▶ [SOURCE]

········

# Ice Cream's blog



## Ice Cream (Mar 17, 2007)

My name is Ice Cream. I am a New Zealand white buck. I am a year old.

The picture is my owner holding mewhen I was about five months old.


----------



## jordiwes (Mar 17, 2007)

Ice Cream, I love your name!! You look like a handsome hunk. I can't wait to see pictures of you full grown.


----------



## Michaela (Mar 17, 2007)

Wow Ice Cream you are so handsome!!!

We need some more pictures of you please!


----------



## Ice Cream (Mar 17, 2007)

This is how I look now. (I don't really look much different, do I?) My avatar is also a picture of me.


----------



## Ice Cream (Mar 17, 2007)

This chair smells funny.


----------



## Michaela (Mar 17, 2007)

:bunnyheartYou're even more handsome now!


----------



## naturestee (Mar 17, 2007)

········

▶ [RECORDED DATA]
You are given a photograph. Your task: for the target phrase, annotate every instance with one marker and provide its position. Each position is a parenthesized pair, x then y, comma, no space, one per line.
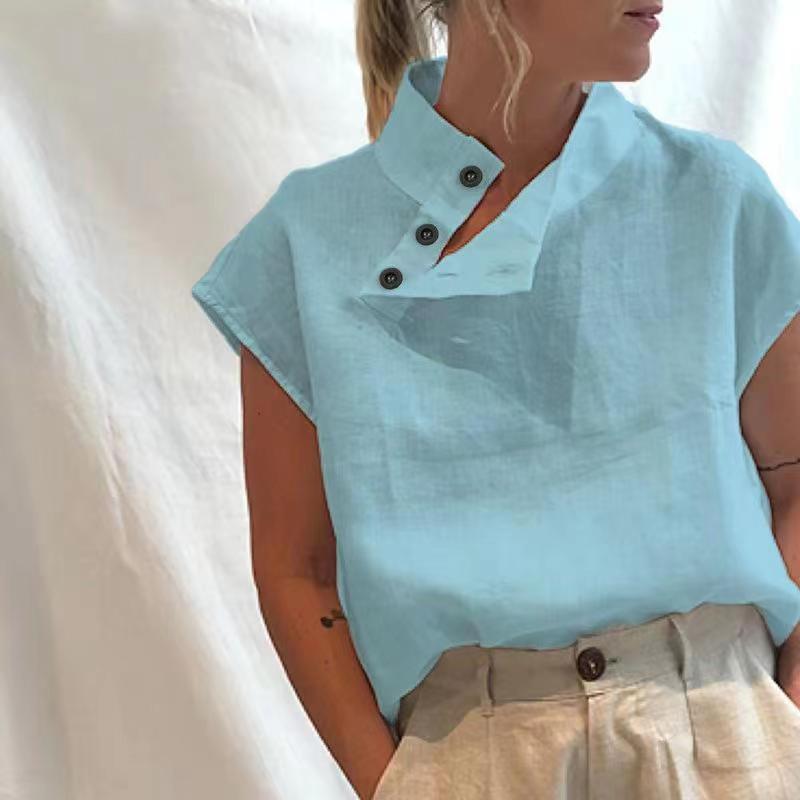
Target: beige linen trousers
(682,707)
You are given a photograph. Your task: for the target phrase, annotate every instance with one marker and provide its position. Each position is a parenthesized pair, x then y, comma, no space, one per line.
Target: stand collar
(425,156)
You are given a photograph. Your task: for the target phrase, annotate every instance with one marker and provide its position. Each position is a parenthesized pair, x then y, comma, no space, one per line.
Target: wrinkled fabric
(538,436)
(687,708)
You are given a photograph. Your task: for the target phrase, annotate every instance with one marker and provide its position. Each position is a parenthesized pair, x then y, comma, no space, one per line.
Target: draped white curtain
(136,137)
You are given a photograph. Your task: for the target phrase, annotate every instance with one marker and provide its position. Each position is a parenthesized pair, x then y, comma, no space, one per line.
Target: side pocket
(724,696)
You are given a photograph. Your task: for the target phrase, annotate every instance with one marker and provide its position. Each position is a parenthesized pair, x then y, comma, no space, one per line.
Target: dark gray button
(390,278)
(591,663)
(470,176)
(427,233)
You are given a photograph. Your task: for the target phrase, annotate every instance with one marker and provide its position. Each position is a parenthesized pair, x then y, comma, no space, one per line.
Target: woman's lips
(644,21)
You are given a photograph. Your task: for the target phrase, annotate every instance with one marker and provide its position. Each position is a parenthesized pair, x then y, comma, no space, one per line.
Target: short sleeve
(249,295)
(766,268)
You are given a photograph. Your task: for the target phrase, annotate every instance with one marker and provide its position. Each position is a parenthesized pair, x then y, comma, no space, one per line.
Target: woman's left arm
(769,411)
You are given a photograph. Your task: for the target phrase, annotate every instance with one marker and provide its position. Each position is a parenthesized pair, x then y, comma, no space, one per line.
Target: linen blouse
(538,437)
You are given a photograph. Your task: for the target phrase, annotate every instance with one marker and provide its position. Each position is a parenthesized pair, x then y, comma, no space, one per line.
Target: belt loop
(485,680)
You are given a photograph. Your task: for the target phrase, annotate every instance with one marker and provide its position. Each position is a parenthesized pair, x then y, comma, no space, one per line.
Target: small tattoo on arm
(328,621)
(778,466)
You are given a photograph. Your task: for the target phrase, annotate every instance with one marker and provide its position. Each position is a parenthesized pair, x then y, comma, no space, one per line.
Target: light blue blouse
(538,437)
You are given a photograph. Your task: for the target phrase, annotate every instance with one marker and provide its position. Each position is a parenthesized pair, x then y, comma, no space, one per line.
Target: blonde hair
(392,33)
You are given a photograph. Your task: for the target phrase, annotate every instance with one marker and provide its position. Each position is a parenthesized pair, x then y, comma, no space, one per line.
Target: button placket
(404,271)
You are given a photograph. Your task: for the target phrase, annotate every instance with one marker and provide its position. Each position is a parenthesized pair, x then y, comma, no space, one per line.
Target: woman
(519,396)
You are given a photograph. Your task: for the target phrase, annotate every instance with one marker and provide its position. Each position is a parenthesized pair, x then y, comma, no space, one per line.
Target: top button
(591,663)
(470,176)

········

▶ [EXERCISE INSTRUCTIONS]
[1] According to Ice Cream's blog, what kind of rabbit is Ice Cream?
[2] For each statement, state whether it agrees with Ice Cream's blog, and quote the words that decide it.
(a) Ice Cream is two years old.
(b) Michaela asked for more pictures of Ice Cream.
(c) The avatar is also a picture of Ice Cream.
[3] Carry on Ice Cream's blog from the point where it stops.

▶ [ANSWER SET]
[1] A New Zealand white buck.

[2]
(a) No: "I am a year old."
(b) Yes: "We need some more pictures of you please!"
(c) Yes: "My avatar is also a picture of me."

[3]
Another NZ! :inlove:


----------



## Haley (Mar 18, 2007)

Ice Cream, you are one handsome buck! Hubba Hubba


----------



## Ice Cream (Mar 18, 2007)

Another picture of me:


----------



## Ice Cream (Mar 18, 2007)

I'm so bored.


----------



## Ice Cream (Mar 18, 2007)

I'm so bored I let my owner's little brother dress me up like a girl.


----------



## Bangbang (Mar 19, 2007)

hahahahahahaha oh poor darling, what did he do to you.... I must say however your looking very attractive in that frock


----------



## Ice Cream (Mar 25, 2007)

I want a balloon. Can I have this one?


----------



## Ice Cream (Mar 25, 2007)

First one way,


----------



## Ice Cream (Mar 25, 2007)

then the other.


----------



## ace (Mar 30, 2007)

It looks like your pooping on the Couch ! NAUGHTY NAUGHT Ice Cream.


----------



## ace (Mar 30, 2007)

POOR Ice Cream, but you look sooooo adorible!!!


----------



## Kala_Bunga (Apr 5, 2007)

Oh Icecream-you are so handsome.I just love your pics!
:inlove: Tiarra


----------



## Haley (Apr 5, 2007)

I love this one::laugh:







You are such a trooper, Ice Cream


----------



## Michaela (Apr 6, 2007)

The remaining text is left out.